PROBLEM TO WORK ON:
Print every entry below unchanged, line for line, and omit the pictures.

SUPPLIED INFORMATION:

+--

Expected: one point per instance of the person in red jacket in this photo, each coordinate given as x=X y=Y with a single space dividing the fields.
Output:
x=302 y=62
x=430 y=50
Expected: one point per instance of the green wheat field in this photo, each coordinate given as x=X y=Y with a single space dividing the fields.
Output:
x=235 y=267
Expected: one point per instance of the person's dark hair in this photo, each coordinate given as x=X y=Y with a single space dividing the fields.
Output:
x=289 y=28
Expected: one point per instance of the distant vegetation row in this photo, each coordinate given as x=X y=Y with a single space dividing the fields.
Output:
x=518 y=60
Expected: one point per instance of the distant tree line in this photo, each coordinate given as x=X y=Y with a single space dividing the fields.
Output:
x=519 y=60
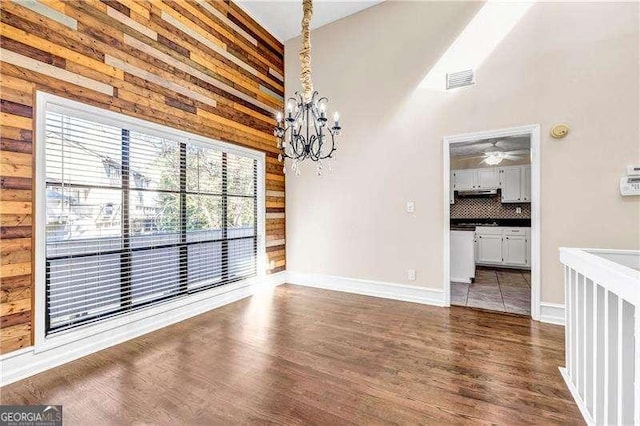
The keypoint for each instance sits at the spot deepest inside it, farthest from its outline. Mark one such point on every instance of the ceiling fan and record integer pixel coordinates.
(494, 155)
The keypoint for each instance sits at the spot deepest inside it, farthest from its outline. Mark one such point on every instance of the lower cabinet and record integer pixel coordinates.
(489, 248)
(515, 250)
(503, 246)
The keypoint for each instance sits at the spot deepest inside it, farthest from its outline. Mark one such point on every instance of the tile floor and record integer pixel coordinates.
(504, 290)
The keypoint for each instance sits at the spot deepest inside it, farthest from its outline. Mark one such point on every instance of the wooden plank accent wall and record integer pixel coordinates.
(203, 66)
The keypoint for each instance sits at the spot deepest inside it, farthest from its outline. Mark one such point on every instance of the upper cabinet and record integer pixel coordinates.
(487, 178)
(526, 184)
(472, 179)
(515, 182)
(465, 180)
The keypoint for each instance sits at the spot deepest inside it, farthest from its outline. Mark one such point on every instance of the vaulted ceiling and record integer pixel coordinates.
(282, 18)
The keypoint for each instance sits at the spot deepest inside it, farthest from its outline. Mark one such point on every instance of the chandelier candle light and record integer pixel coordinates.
(303, 131)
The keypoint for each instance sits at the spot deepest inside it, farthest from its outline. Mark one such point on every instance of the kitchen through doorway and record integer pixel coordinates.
(492, 220)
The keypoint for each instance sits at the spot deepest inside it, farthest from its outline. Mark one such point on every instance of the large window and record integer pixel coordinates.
(135, 217)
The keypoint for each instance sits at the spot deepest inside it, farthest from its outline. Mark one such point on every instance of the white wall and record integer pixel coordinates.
(570, 62)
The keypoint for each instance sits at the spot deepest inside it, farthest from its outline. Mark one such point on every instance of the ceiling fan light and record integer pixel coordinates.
(494, 158)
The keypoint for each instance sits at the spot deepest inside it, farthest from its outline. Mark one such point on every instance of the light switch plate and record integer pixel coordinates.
(411, 274)
(633, 170)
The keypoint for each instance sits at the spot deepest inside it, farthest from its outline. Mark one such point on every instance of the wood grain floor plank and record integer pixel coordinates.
(298, 355)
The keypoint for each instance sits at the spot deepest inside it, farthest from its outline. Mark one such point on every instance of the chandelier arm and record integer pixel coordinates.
(306, 127)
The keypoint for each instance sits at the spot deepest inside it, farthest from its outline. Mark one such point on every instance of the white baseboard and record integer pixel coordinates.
(26, 362)
(576, 397)
(407, 293)
(460, 280)
(552, 313)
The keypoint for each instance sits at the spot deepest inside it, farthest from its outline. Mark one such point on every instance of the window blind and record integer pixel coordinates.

+--

SOLVED EXERCISE:
Expected: one point per instance of the person in red jacket in this photo, each coordinate given as x=X y=Y with a single space dividing the fields.
Output:
x=302 y=62
x=430 y=50
Expected: one point per instance of the green wheat field in this photo, each coordinate given as x=X y=Y with a single space dividing the fields.
Output:
x=235 y=267
Expected: one point per instance of the person's dark hair in this photo, each coordinate given as x=X y=Y with a single space dividing the fields.
Output:
x=289 y=28
Expected: one point per instance of the distant vegetation row in this photo, each coordinate given as x=X y=Y with a single space dividing the fields.
Output:
x=518 y=60
Expected: one point per instance of the distant tree line in this photo, each coordinate given as x=X y=Y with a single space dividing the fields.
Output:
x=519 y=60
The keypoint for each instance sits at the spot deepest inside it, farthest from its outline. Mark one such point on every instance of the ceiling fan and record integer pixel coordinates.
(494, 155)
The keypoint for each instance sits at the spot deepest inside it, farthest from its outline. Mark one such point on every instance of the lower cabinet and record integer pixel coordinates.
(489, 248)
(515, 250)
(503, 246)
The keypoint for each instance sits at the spot deepest inside it, farthest from its outline. Mark one such point on every instance of the tile floor and record integer pixel coordinates.
(504, 290)
The keypoint for each instance sits at the spot deepest inside it, farthest from its outline. Mark one such point on every instance of the wooden plank accent wall and record integer pixel coordinates.
(203, 66)
The keypoint for each instance sits at the spot deepest inside it, farthest from its outline. Mark one such point on every instance of the upper cabinet and record integer pixel coordinates.
(487, 178)
(526, 184)
(472, 179)
(515, 182)
(465, 180)
The keypoint for each instance sits at the spot deepest inside it, farthest from its outline. Mark one such point on every instance of the vaulted ceiling and record integer pixel coordinates.
(282, 18)
The keypoint for each instance sits at the spot deepest inside it, farthest from its outline. Mark one such point on every instance of the chandelier candle light and record integer pixel coordinates.
(303, 131)
The keypoint for each instance sits at the spot deepest inside it, farthest from its outline. Mark one such point on every instance of the kitchen through doorway and record integer pixel coordinates.
(492, 220)
The keypoint for each instance sits at the spot deepest inside it, farthest from its outline. Mark one such point on every instance of the large window and record integer pixel coordinates.
(135, 217)
The keypoint for each instance sits at the spot deepest inside it, farthest from its outline. Mark one such point on every instance of the white wall and record integer pixel coordinates.
(570, 62)
The keypoint for each instance sits at the spot deepest inside it, farthest from its outline. Mark one such point on every instance of the ceiling fan light and record integer pixel coordinates.
(494, 158)
The keypoint for each instance sits at the spot deepest inside it, farthest from its outline. Mark one such point on every instance of the light switch plate and record integer pixel coordinates.
(411, 274)
(633, 170)
The keypoint for each instance sits at the spot deepest inside it, farthest from its outline. Mark one such point on every instance of the wood grain floor plank and record integer pixel coordinates.
(298, 355)
The keypoint for each instance sits at the spot deepest inside it, farthest from its outline. Mark one such point on every instance of the chandelier arm and record integer pixel coordinates.
(306, 127)
The keypoint for each instance sits at the spot deepest inside it, farthest from its outline. Mark one such point on every instance of the white baseboard and record integer pixel coordinates.
(26, 362)
(576, 397)
(407, 293)
(460, 280)
(552, 313)
The keypoint for each instance sits at the spot deepest inside it, farthest from its outline. Mark one such point on every instance of the window blind and record integer pixel coordinates.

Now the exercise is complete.